WHAT YOU WILL DO: Turn the records, from the line containing "outline: child standing" through the end, into a JSON list of strings with one string per line and blank lines omitted.

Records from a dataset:
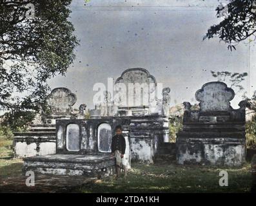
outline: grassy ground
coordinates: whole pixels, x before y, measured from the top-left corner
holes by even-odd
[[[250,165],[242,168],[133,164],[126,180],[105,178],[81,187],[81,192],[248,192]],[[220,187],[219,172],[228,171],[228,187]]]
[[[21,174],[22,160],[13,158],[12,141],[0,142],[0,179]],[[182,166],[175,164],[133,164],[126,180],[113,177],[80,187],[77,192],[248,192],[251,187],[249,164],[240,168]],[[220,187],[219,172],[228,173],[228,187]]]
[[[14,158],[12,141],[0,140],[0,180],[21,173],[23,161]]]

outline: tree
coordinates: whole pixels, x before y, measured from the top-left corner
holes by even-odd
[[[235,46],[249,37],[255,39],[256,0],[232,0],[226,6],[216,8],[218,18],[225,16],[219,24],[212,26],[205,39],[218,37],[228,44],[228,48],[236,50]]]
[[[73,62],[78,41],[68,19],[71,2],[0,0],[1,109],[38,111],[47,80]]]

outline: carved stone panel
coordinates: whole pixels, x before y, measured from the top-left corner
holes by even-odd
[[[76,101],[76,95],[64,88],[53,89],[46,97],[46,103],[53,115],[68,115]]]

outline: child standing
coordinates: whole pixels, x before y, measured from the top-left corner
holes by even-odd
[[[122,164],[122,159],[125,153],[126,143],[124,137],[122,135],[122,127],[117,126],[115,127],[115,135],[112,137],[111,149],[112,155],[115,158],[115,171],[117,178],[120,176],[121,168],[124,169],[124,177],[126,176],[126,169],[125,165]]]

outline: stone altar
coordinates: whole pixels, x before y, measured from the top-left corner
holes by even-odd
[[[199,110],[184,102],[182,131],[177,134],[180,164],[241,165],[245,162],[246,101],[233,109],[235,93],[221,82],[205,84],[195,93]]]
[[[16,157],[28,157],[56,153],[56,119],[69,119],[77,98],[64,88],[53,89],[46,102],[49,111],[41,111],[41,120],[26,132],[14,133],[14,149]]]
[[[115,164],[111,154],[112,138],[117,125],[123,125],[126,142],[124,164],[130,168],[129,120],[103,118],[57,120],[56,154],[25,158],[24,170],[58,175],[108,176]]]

OUTPUT FOR THIS TASK:
[
  "outline: child standing",
  "coordinates: whole pixels, x before y, measured from the top-left corner",
  "holes by even-odd",
  "[[[122,164],[122,159],[125,153],[126,143],[124,137],[122,135],[122,127],[117,126],[115,127],[115,135],[112,137],[111,149],[112,155],[115,158],[115,171],[117,178],[120,176],[121,168],[124,169],[124,177],[126,176],[126,169],[125,165]]]",
  "outline: stone altar",
  "coordinates: whole pixels, x before y, measured from the top-left corner",
  "holes by even-odd",
  "[[[199,110],[184,102],[182,131],[177,134],[180,164],[241,165],[245,162],[246,101],[233,109],[235,93],[221,82],[205,84],[195,93]]]",
  "[[[16,157],[28,157],[56,153],[56,119],[69,119],[77,98],[64,88],[53,89],[46,102],[49,111],[41,111],[41,120],[26,132],[14,133],[14,149]]]",
  "[[[115,164],[111,154],[112,138],[117,125],[123,125],[126,142],[124,164],[130,168],[129,120],[103,118],[57,120],[56,154],[25,158],[24,170],[58,175],[108,176]]]"
]